**TO BE DONE:**
Find the line that contains "of the bank". Then set down that line and all the lines after it, to the end of the records, exactly and with nothing added.

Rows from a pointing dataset
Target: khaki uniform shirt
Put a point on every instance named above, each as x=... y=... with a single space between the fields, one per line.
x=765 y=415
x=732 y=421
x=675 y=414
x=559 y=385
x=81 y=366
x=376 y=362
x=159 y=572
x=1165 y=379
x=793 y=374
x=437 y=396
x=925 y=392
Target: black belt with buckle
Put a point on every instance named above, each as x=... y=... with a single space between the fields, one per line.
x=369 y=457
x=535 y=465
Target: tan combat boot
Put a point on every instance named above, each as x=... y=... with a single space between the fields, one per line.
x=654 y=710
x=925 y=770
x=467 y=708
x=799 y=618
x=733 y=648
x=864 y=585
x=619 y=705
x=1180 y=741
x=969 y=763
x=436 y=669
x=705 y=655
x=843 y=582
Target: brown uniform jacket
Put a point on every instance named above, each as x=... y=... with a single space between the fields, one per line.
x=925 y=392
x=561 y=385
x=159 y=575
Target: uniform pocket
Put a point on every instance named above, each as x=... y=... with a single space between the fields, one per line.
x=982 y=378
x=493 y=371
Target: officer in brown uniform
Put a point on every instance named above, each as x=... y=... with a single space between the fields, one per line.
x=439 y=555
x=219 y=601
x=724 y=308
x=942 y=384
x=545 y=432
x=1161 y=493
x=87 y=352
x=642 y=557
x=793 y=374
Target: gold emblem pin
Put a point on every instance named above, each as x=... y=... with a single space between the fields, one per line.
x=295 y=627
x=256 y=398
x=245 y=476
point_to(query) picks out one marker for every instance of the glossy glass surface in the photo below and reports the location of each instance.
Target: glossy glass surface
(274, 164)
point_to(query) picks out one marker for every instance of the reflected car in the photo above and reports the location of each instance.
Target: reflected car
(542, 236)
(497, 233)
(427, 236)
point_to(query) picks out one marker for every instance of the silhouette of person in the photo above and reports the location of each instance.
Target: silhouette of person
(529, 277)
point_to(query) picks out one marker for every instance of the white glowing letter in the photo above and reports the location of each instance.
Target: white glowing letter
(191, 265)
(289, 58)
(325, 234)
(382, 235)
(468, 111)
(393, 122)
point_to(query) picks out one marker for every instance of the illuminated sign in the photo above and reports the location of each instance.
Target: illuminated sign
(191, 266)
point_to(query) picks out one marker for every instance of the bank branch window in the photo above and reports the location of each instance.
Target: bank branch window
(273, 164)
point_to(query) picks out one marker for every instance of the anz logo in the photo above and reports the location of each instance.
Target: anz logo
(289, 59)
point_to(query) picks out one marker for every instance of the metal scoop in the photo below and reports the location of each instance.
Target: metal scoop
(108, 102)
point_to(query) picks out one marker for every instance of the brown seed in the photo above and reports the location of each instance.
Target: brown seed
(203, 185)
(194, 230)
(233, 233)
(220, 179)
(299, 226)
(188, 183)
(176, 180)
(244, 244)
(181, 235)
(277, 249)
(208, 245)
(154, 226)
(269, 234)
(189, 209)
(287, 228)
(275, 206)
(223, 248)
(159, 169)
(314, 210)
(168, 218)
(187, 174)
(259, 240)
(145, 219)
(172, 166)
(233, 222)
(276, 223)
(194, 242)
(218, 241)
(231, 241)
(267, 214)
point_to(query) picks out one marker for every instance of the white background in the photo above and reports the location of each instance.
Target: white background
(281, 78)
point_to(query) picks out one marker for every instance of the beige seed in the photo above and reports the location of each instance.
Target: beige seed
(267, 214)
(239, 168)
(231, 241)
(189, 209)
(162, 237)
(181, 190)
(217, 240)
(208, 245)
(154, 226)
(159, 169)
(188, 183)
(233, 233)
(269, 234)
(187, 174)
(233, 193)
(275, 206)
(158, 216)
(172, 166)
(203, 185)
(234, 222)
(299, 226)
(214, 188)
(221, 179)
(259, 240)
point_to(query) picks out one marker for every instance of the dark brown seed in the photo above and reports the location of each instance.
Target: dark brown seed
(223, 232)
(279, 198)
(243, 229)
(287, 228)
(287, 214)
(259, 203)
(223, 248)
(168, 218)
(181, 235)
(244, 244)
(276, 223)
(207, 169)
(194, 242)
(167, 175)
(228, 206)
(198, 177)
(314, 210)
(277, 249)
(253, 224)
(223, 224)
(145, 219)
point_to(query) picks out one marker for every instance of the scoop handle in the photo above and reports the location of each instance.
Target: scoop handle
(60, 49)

**ANSWER TO THE EXERCISE:**
point_to(query) picks out one marker for every instance of the bank branch window in the photo above and reports the location of each instance.
Target: bank branch window
(273, 164)
point_to(query) picks out one marker for every instance of the anz logo in the photo above and reports the location of each instance.
Target: anz logo
(289, 59)
point_to(query) picks out one marker for every instance of the metal scoop in the photo below and reports the location of each instance.
Target: metal scoop
(108, 102)
point_to(query) picks out one marker for every instance of the brown seed in the photo above and reports the location of each instance.
Target: brown seed
(203, 185)
(194, 230)
(233, 233)
(220, 179)
(299, 226)
(188, 183)
(176, 180)
(244, 244)
(181, 235)
(277, 249)
(208, 245)
(154, 226)
(269, 234)
(189, 209)
(287, 228)
(275, 206)
(223, 248)
(159, 169)
(314, 210)
(168, 218)
(187, 174)
(259, 240)
(145, 219)
(172, 166)
(233, 222)
(276, 223)
(194, 242)
(218, 241)
(231, 241)
(267, 214)
point_to(query) picks out one marker for every instance of the white background in the photo above and reports the location of each instance.
Target: white background
(281, 78)
point_to(query) picks out one marker for every instance of the beige seed in the photo above and reports the location of each instance.
Target: beige seed
(267, 214)
(239, 168)
(231, 241)
(189, 209)
(162, 237)
(181, 190)
(217, 240)
(208, 245)
(154, 226)
(159, 169)
(188, 183)
(233, 233)
(269, 234)
(187, 174)
(233, 193)
(275, 206)
(158, 216)
(172, 166)
(203, 185)
(234, 222)
(299, 226)
(214, 188)
(221, 179)
(259, 240)
point_to(query) picks out one marker for every instance of the dark brown seed in the photo above and reports the location of each instance.
Target: dark brown seed
(223, 232)
(279, 198)
(243, 229)
(287, 228)
(287, 214)
(259, 203)
(223, 248)
(168, 218)
(181, 235)
(244, 244)
(276, 223)
(207, 169)
(194, 242)
(167, 175)
(228, 206)
(198, 177)
(314, 210)
(277, 249)
(253, 224)
(223, 224)
(145, 219)
point_to(query) picks out one marker for every instance of the scoop handle in the photo above and reports the location of each instance.
Target: scoop handle
(60, 49)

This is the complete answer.